◆ Image object location listing
════
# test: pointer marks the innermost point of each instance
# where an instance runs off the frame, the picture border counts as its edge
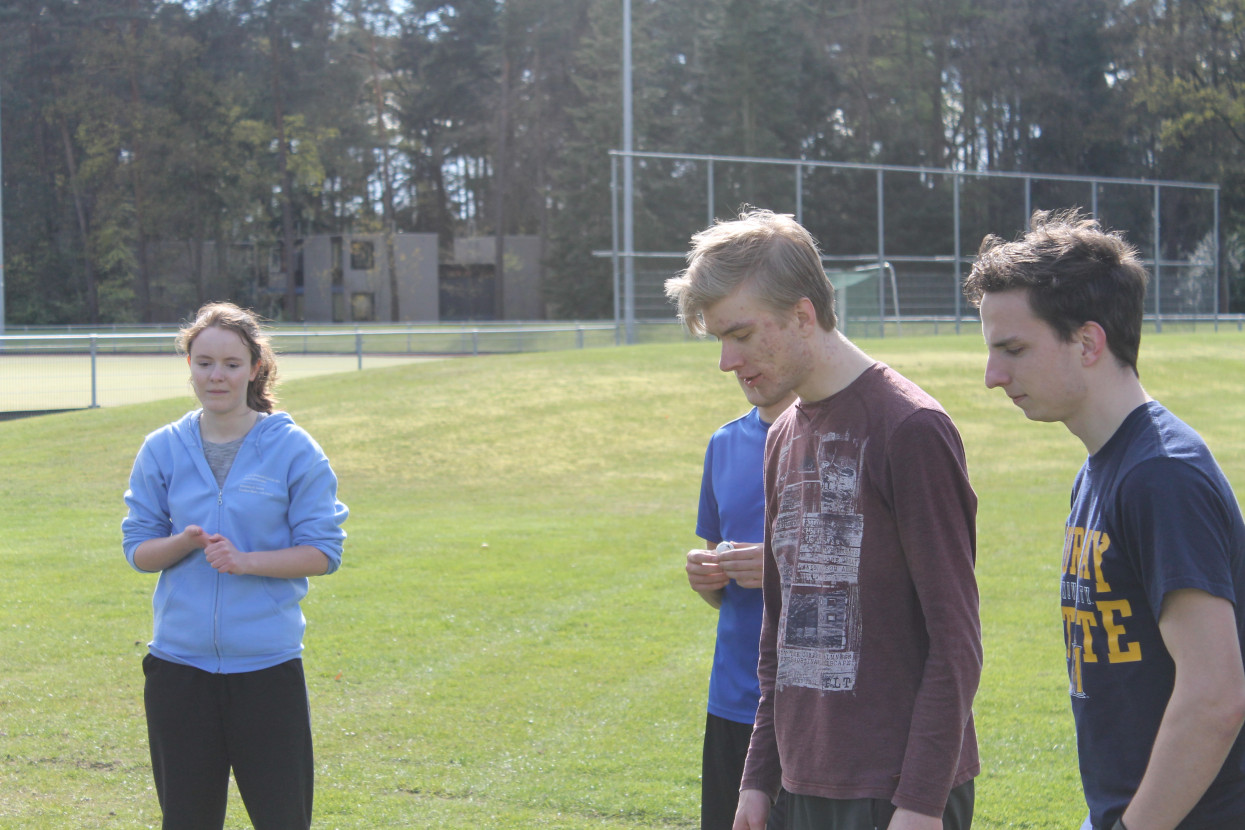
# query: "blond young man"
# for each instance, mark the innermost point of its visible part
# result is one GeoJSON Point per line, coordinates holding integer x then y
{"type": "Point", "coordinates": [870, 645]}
════
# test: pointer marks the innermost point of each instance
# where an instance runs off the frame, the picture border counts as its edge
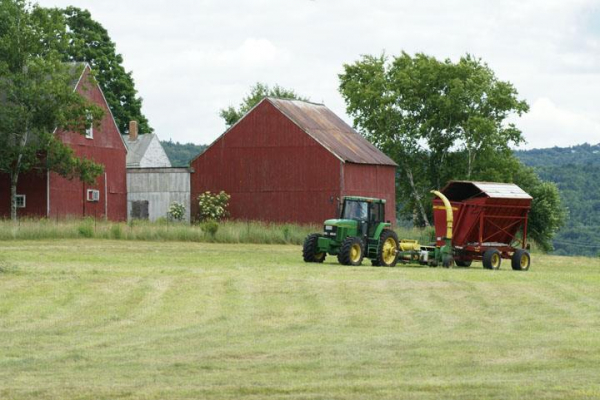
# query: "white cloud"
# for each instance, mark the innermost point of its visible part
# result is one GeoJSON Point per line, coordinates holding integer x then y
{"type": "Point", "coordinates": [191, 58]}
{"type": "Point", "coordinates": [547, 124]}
════
Identify every line in the listing above that contains the string "coordinates", matching case exactly, and copy each one out in full.

◆ Expected answer
# result is one GeoJSON Point per line, coordinates holding integer x then y
{"type": "Point", "coordinates": [870, 645]}
# result is one GeoJSON Point per line, coordinates holding integer x then y
{"type": "Point", "coordinates": [191, 58]}
{"type": "Point", "coordinates": [547, 124]}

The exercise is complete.